*Passage*:
=-=-=-=-=
Thibaut Daprela had an incredible two years racing as a Junior with back to back World Cup overall titles. For 2020 he is stepping up to Elites although with a recent injury and after event cancellations and postponements we have a little while longer to see how he will fare with the Elites.
We caught up with Thibaut to talk about how he got started in downhill, how the virus is affecting his season and what he hopes for the future.
Where are you from and where do you live now?
I was born in the French Riviera around 20 minutes from Cannes and I’m still living in the same place, it's a calm and chill place.
Who do you ride for?
I’m riding for the Commencal/Muc-off by Riding Addiction team.
What does a typical day look like for you?
As I’m still at school, for me a classic day is going to school for half of the day and then training, but most of the time I do a first training session in the morning then I go to school and then have another training session after school.
How did you get into downhill racing?
Basically, I was riding BMX in my younger days because in BMX you can do, for example, World Championships and European Championships from the youngest age and that what drove me for years because with downhill in France you can’t do any races before you're 15 years old. I had always planned to start downhill races from 15 as soon as I could race, I have always ridden MTB and it was what I loved the most.
Thibault Daprela at the Blausasc BMX Track opening in 2016. Photos: Matt Wragg
What are your strengths?
=-=-=-=-=
*Required action*: What comes next in the Thibaut Daprela interview? Continue it from its final line.

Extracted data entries
=-=-=-=-=
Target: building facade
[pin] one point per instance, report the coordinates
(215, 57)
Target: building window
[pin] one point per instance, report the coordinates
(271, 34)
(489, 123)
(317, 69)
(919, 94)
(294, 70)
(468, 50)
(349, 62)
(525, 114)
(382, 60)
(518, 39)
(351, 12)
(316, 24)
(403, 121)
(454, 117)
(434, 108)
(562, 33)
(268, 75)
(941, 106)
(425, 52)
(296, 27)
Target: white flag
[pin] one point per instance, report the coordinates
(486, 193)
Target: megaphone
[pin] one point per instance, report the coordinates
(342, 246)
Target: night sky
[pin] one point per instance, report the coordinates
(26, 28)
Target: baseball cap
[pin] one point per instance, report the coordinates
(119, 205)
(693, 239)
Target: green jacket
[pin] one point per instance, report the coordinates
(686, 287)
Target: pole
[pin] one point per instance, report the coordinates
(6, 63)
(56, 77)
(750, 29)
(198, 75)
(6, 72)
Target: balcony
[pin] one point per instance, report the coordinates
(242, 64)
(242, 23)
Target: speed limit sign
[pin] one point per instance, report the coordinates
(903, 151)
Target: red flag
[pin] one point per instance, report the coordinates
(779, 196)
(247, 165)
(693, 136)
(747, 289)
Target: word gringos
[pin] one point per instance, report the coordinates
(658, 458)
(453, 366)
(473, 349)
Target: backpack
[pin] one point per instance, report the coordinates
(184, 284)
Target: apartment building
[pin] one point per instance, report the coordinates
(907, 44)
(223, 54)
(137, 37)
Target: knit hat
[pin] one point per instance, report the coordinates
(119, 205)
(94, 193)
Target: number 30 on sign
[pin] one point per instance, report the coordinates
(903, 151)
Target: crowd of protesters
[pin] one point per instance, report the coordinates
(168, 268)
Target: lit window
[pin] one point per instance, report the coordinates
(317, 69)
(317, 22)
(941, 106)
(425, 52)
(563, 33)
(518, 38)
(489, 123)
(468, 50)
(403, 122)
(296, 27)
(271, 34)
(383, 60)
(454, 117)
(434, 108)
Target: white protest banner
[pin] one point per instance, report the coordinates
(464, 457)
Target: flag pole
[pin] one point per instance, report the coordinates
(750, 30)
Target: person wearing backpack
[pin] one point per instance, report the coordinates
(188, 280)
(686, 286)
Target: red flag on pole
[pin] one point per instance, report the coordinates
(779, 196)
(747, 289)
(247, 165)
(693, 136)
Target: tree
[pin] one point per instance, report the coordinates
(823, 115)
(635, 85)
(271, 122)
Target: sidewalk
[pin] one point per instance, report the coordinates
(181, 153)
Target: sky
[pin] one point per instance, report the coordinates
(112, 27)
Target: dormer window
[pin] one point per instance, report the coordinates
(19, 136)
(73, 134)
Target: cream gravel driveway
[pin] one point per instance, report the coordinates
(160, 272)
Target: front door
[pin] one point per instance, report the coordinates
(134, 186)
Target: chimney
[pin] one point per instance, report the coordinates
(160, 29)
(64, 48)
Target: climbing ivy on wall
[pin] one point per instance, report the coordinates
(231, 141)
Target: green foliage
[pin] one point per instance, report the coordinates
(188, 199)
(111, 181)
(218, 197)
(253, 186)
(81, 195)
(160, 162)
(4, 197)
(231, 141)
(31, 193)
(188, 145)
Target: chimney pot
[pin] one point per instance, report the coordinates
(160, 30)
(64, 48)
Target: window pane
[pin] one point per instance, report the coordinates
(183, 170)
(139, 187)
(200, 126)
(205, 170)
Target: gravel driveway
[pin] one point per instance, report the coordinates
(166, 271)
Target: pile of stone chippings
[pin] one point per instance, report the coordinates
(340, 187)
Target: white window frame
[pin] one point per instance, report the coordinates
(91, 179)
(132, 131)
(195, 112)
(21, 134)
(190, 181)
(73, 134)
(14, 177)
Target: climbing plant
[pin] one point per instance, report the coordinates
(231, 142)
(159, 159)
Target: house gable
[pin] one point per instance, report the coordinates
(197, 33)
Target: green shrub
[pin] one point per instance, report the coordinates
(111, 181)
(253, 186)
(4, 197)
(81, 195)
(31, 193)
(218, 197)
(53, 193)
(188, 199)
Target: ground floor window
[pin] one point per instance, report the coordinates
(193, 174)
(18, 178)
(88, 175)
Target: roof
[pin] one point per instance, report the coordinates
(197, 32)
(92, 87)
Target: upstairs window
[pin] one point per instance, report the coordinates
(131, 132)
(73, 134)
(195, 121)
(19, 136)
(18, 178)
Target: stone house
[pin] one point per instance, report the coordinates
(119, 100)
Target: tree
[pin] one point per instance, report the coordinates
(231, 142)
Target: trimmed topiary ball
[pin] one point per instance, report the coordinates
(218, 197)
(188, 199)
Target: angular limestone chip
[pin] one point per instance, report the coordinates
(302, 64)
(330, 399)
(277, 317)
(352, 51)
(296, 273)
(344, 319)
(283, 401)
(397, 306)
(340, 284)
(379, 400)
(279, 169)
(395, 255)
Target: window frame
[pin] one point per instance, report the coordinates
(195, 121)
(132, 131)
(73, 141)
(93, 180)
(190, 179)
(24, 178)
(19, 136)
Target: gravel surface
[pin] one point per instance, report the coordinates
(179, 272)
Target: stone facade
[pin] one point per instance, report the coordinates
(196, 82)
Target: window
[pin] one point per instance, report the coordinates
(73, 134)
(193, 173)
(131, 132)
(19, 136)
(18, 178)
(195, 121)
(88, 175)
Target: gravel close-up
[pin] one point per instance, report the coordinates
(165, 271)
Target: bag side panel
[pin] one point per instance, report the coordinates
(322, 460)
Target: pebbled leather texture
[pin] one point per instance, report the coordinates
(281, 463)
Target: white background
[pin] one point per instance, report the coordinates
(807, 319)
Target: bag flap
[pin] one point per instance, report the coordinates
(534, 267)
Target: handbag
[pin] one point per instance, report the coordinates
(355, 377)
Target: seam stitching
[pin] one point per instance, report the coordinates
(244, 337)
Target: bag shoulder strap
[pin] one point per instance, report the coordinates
=-=-=-=-=
*Result of the task*:
I think it’s my commitment on the bike combined with strength and BMX skills.
What are your weaknesses?
My weaknesses are trying to go too fast too early and specific corners.
What’s been the worse crash you've had?
My worst crash was last year in Vallnord during the finals run, I may have forgot to put the fingers on the brake during this run!
Where’s your favorite place to ride?
For me, the best place is where I live because in approximately 90 minutes of driving you have so many places to ride for enduro and downhill and each spot is amazing. Plus you have good weather and a sea view most of the time.
What bikes are you riding right now?
I’m riding my downhill bike, a Commencal Supreme DH.
Who or what inspires you?
The people who inspire me are mostly hard workers and successful people. Whatever it is, in sport or in business, there are always things to learn from these people but to give you a name in MTB, Nicolas Vouilloz. We have known each other since I was born. There is also another person in MTB but I will keep the name secret because he's still on the WC circuit haha.
What do you enjoy doing away from bikes?
I really like real estate, it is a hobby for me. Then I love riding moto during the winter and in summer when we don’t have races wake surfing.
What do you do to rest and recover after a race?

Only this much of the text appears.